**TO DO**
Swap "place a point" for "put a dot" in everything from the start of the lines down to the line containing "(1185, 159)", and give those lines again with nothing else changed. Leave the pictures out.

Data items

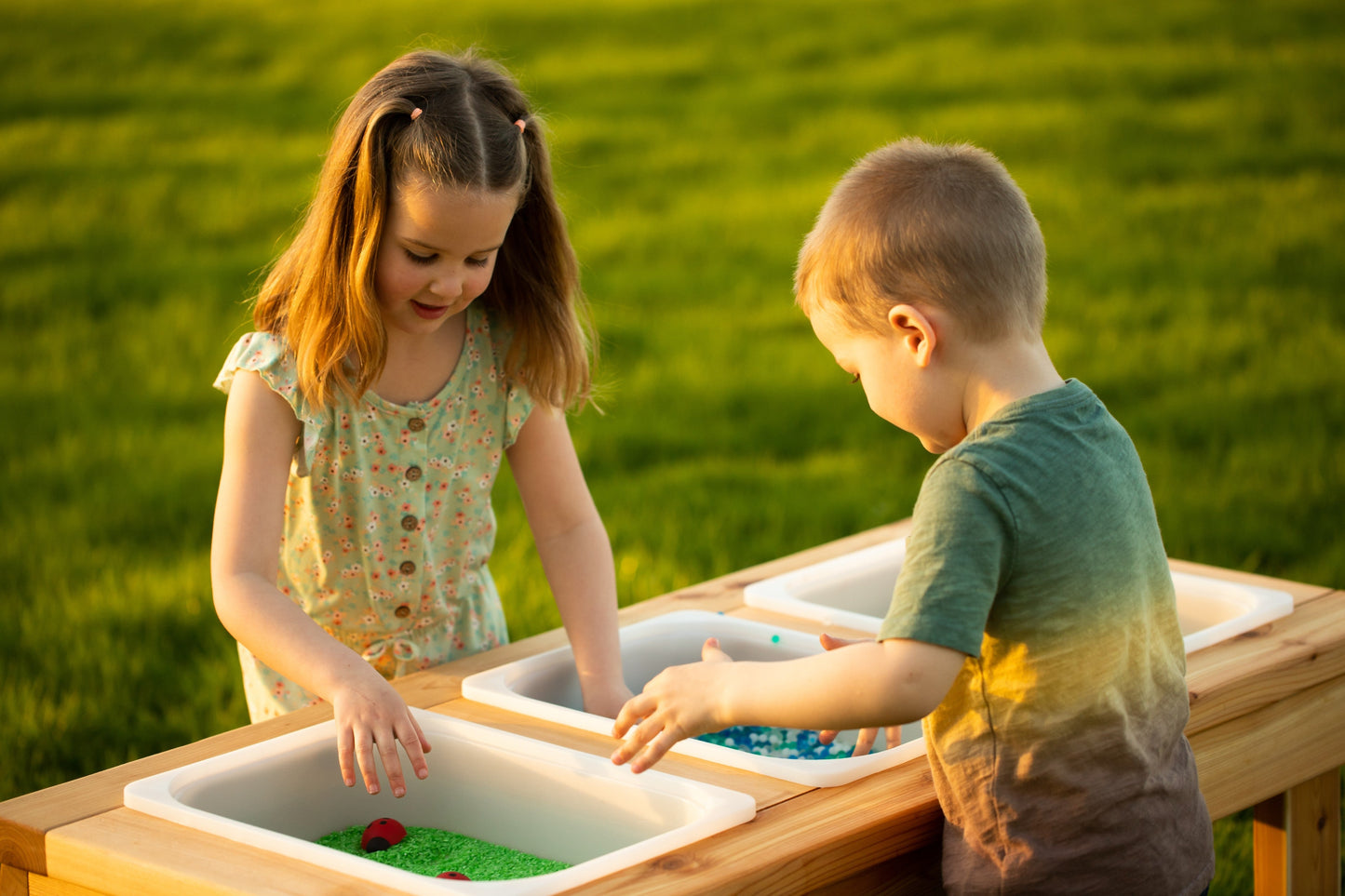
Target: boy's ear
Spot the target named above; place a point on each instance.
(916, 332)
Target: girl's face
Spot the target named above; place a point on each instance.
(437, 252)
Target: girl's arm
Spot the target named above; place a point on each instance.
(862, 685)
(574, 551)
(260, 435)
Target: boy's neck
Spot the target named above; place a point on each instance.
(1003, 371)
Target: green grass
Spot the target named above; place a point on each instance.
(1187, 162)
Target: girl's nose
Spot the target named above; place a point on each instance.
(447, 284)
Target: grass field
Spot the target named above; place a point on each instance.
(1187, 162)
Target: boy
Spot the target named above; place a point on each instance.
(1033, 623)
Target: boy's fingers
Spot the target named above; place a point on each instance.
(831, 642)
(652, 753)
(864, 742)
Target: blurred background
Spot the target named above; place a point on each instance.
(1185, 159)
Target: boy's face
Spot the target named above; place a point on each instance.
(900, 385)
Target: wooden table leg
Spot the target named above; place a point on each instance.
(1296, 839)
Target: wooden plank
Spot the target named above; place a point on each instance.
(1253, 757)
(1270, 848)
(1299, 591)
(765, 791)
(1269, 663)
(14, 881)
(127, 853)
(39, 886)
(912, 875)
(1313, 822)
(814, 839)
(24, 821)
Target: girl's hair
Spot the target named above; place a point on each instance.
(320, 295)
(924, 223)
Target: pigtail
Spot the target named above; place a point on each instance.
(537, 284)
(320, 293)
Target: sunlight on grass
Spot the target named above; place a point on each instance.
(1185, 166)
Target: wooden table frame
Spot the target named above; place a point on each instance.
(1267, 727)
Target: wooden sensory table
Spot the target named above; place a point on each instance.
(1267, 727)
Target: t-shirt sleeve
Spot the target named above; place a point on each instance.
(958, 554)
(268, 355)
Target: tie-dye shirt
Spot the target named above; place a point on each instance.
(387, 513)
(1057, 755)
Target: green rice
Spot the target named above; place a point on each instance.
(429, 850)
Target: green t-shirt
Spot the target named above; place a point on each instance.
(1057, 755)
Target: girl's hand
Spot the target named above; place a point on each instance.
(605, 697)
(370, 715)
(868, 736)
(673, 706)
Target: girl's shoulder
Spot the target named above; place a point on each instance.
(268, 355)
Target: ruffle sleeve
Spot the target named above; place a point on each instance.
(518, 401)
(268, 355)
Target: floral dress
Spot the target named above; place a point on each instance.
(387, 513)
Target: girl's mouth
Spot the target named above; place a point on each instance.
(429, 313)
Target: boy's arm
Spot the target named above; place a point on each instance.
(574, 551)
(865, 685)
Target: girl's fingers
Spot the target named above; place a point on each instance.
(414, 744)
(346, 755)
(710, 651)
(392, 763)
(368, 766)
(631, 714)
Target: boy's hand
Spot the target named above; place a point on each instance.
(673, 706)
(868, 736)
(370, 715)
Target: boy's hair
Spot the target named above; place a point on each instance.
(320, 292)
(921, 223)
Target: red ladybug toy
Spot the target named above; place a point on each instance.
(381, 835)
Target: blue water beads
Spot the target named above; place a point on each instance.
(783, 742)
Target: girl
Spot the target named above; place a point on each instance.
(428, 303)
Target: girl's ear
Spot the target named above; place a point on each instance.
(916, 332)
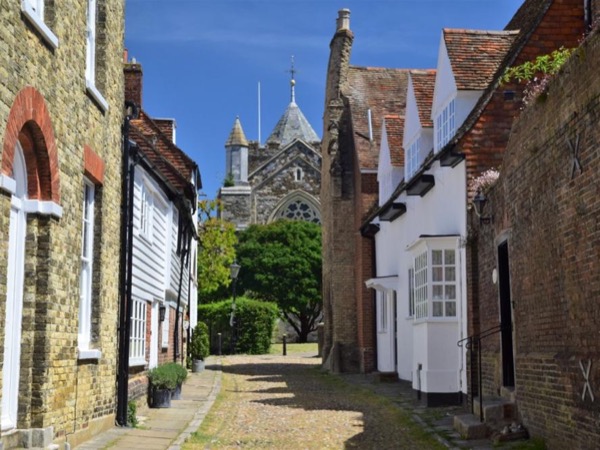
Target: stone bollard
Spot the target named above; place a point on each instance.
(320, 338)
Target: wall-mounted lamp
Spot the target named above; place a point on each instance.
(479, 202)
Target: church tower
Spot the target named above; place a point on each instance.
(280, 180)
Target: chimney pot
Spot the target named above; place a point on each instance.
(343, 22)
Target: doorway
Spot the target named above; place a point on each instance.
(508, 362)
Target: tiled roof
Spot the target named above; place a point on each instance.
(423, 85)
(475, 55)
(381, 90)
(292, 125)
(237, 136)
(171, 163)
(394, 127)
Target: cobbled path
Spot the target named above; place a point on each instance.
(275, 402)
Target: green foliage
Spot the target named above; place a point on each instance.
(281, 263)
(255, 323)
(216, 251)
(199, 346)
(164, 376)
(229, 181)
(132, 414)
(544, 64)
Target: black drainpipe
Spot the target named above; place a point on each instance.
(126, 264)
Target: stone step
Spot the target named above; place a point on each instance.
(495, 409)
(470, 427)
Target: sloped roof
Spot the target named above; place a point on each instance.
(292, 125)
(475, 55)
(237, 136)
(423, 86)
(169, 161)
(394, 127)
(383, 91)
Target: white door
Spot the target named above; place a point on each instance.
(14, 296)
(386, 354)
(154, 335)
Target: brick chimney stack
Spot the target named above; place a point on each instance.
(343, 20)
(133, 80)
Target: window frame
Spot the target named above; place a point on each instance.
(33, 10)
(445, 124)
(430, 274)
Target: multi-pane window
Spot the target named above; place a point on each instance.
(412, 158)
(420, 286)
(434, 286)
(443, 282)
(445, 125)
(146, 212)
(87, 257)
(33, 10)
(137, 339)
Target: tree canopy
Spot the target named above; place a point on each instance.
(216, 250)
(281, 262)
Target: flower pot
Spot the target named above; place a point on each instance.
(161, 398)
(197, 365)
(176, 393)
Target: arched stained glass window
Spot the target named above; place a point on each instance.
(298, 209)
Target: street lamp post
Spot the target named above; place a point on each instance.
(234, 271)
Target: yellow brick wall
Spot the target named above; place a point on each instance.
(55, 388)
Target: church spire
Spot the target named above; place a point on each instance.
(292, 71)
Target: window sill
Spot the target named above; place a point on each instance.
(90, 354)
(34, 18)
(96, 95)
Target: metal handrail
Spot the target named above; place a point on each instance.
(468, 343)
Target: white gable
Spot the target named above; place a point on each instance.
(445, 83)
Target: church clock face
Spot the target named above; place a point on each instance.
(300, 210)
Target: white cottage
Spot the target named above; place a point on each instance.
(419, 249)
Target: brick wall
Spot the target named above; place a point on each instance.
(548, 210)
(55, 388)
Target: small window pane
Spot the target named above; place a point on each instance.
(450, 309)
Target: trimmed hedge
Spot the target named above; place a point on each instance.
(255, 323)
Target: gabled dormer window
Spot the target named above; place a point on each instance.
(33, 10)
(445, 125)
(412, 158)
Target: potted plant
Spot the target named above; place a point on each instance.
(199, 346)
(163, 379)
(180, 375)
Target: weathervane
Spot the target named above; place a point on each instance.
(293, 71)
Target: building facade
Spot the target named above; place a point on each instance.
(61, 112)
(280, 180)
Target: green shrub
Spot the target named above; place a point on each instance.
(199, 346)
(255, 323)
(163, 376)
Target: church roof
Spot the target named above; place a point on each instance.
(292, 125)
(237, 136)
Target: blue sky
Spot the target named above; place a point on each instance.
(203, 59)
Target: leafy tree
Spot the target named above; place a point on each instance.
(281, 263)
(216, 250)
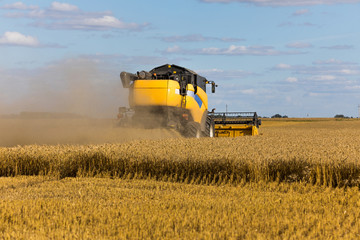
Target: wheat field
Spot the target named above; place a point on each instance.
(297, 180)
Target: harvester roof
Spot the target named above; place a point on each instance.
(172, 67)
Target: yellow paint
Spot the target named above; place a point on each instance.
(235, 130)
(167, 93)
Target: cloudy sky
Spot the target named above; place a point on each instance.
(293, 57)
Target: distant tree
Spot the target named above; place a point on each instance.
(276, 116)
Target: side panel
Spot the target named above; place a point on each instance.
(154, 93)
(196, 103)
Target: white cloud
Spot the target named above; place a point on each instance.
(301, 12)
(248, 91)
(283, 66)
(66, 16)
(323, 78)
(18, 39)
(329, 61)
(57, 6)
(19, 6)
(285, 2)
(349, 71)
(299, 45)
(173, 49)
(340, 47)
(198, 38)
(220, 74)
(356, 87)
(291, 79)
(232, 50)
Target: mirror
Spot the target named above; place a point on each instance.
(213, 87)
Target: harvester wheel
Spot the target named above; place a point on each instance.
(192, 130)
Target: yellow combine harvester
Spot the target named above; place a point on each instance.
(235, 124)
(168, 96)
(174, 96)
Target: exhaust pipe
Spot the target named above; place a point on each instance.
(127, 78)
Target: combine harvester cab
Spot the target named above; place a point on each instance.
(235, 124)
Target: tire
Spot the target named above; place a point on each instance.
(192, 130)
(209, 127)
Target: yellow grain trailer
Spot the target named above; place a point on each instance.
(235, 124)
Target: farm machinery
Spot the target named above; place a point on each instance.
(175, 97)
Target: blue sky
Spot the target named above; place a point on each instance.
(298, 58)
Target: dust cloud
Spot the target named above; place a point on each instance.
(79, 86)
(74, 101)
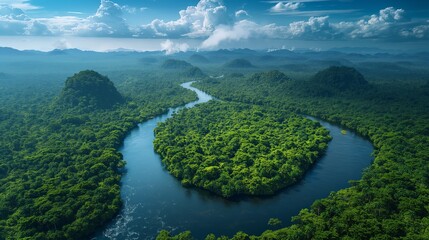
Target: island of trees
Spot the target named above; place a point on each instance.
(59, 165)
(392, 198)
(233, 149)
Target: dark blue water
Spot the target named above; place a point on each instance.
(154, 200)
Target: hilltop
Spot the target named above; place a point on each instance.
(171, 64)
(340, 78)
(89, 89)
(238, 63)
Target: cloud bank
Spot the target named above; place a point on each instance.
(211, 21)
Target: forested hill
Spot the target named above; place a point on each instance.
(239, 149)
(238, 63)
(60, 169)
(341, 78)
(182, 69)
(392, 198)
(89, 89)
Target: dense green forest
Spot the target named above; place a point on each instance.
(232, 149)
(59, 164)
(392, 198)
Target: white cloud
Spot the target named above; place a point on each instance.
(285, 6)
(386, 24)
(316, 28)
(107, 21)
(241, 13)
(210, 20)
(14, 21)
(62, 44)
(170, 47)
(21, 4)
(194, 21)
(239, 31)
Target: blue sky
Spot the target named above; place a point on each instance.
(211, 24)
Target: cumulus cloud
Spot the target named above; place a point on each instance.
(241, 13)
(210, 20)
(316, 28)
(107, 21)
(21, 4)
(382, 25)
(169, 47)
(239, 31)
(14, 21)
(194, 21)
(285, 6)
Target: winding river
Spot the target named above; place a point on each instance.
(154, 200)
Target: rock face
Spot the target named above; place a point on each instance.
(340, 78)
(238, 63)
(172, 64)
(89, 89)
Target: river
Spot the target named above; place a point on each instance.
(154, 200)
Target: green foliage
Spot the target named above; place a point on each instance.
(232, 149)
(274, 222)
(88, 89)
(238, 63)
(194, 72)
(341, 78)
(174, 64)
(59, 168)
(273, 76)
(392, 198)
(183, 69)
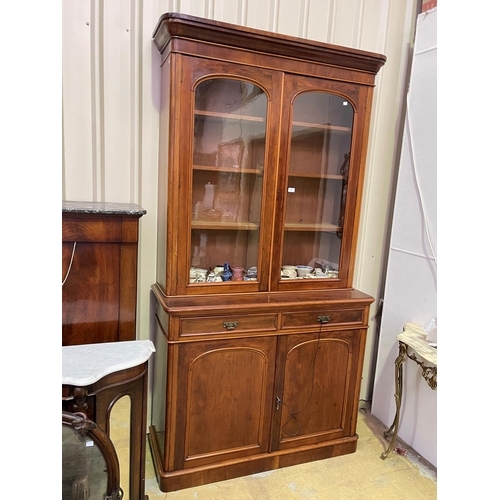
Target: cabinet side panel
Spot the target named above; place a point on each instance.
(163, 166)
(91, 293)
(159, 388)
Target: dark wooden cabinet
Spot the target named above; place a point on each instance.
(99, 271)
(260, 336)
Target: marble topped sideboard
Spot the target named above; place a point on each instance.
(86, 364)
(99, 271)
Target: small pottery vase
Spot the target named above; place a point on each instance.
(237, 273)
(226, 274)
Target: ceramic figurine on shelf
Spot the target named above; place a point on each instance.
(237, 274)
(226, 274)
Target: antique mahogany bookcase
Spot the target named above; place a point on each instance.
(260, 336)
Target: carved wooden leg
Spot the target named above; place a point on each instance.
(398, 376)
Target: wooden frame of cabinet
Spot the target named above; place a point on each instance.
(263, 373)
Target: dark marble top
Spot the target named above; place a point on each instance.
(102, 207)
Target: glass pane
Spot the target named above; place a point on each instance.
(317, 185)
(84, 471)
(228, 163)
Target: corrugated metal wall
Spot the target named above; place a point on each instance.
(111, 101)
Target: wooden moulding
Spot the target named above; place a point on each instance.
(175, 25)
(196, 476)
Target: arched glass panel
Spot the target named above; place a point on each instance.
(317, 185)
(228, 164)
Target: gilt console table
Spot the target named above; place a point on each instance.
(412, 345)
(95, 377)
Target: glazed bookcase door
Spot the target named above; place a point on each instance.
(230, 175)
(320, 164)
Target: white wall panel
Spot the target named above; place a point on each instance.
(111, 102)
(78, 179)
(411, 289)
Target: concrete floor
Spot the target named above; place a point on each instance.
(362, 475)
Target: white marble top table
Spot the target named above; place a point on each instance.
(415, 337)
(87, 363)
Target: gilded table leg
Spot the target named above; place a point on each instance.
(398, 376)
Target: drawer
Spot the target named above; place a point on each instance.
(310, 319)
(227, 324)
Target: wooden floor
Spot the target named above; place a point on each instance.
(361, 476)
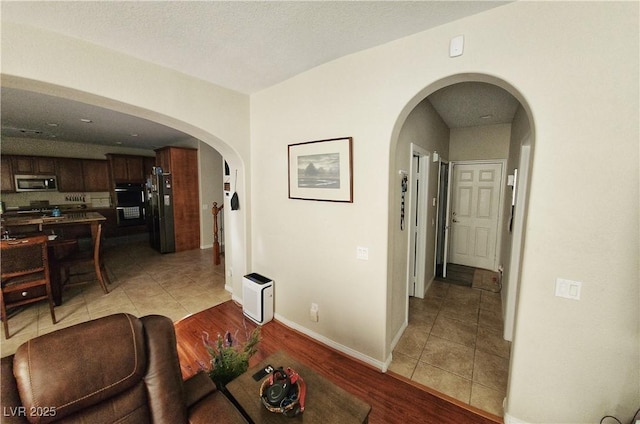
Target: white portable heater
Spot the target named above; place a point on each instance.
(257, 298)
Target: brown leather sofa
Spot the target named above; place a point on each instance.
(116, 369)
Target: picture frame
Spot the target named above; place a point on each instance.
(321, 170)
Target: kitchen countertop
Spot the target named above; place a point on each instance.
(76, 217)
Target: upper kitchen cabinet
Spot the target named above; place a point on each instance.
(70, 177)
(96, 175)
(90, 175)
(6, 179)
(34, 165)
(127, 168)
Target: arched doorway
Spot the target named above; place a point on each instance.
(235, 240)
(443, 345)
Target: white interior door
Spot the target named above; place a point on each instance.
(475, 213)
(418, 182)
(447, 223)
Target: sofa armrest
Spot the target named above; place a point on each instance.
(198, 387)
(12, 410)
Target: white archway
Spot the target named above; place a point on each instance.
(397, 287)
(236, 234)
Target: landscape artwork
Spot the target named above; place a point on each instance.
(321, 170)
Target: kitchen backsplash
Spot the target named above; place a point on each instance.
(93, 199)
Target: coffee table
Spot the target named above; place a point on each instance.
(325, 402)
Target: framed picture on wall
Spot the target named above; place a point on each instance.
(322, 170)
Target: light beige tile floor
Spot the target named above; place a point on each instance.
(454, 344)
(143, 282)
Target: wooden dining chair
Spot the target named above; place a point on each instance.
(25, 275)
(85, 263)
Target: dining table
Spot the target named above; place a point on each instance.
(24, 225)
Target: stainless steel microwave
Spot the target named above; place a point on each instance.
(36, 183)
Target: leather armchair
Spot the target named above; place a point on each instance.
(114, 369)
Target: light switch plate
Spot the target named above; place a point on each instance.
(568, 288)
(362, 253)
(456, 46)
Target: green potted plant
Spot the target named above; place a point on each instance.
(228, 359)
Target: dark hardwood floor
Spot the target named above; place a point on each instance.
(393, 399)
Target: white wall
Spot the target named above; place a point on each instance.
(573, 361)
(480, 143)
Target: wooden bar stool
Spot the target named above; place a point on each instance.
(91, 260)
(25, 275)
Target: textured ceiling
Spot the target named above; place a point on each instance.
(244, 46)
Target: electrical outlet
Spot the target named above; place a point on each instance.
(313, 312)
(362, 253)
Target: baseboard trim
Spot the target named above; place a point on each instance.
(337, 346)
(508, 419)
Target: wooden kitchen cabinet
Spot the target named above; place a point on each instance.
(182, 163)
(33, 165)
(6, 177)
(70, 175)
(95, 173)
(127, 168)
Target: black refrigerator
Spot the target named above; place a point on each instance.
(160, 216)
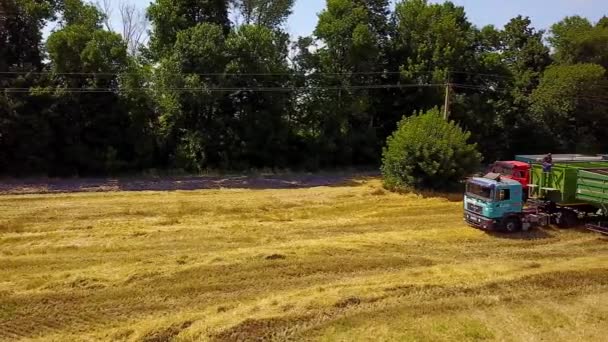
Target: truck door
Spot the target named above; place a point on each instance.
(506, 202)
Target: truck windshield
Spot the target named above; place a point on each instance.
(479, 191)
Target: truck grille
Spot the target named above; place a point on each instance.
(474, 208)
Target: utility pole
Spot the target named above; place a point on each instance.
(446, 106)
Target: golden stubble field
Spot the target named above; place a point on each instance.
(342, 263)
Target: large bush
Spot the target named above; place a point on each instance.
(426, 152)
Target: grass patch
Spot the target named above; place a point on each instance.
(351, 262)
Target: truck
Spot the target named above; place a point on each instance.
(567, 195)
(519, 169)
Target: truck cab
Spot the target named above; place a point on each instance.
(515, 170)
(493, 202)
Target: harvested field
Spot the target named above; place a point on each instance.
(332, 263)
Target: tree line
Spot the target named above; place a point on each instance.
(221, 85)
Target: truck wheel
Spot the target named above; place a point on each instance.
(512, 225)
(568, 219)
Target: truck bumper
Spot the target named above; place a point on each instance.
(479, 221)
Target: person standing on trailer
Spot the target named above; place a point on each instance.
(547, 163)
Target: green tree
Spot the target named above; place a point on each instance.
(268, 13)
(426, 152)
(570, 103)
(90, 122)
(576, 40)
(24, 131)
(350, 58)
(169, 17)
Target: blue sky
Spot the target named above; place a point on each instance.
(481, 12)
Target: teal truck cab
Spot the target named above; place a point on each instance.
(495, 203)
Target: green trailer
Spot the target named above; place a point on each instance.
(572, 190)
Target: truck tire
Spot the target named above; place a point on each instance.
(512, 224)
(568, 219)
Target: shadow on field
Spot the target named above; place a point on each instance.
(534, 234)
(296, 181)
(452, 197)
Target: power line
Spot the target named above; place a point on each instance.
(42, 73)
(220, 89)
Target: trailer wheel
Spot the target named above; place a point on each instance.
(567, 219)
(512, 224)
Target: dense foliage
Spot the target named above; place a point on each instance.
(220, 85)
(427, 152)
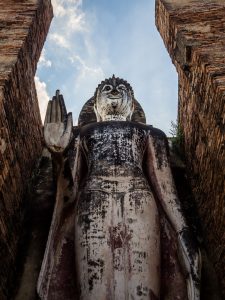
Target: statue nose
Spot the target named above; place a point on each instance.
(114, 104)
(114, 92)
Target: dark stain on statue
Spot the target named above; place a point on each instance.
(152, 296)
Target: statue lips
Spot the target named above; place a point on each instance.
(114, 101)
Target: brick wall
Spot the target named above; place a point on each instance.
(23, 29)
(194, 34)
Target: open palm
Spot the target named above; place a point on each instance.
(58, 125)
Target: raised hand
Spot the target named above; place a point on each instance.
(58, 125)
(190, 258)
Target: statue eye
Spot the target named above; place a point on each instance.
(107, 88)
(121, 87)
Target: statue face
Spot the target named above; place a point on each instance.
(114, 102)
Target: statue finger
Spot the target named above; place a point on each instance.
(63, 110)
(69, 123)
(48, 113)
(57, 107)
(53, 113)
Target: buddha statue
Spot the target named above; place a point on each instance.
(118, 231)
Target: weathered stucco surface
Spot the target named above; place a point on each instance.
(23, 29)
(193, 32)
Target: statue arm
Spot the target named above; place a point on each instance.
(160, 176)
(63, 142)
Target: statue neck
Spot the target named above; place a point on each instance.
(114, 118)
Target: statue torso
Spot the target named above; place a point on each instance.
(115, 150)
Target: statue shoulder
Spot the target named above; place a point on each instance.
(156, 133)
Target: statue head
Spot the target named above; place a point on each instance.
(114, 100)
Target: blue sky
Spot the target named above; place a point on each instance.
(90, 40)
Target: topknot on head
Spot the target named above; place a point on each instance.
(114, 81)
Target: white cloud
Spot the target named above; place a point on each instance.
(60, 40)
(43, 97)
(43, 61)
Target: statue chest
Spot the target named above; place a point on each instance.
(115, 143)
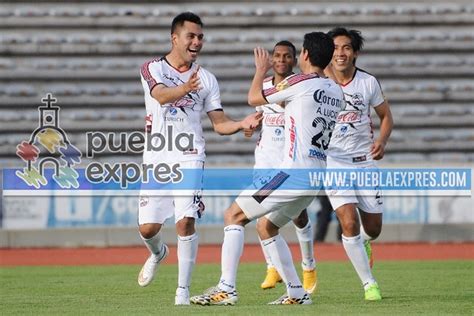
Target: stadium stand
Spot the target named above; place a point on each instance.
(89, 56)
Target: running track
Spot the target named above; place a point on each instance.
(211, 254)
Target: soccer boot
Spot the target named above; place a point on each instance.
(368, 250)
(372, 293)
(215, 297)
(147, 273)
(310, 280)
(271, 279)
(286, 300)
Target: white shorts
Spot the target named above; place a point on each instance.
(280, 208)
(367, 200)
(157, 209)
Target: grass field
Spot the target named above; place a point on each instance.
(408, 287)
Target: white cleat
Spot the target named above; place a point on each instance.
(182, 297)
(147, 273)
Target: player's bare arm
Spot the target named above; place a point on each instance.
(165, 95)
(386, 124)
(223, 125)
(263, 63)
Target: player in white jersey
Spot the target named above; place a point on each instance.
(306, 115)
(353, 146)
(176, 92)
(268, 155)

**ANSWER BELOW**
Target: boy's ear
Spot the target named above; put a dot on each instance.
(916, 332)
Target: girl's face
Spot the target named above; put a dot on each instance.
(437, 252)
Target: girl's arm
Spot the target named above; put a dot on each instance.
(862, 685)
(574, 551)
(260, 435)
Target: boy's neck
Spot the target named above; put a dot on each instance.
(1003, 371)
Target: green grass
Spot the target named above; put a dot on each instance.
(1187, 162)
Target: girl's nose
Spot the target named above; put a dot on each instance.
(447, 284)
Target: grass field
Spot the target named above; put a dot on each instance.
(1187, 162)
Target: boy
Spot the target named above; put a dot on each instance.
(1033, 623)
Target: boy's fingers
Spot the target named above; put a dot on each instance.
(831, 642)
(652, 753)
(864, 742)
Target: blurred background
Spot the target named above; put a dot on each instance.
(1185, 159)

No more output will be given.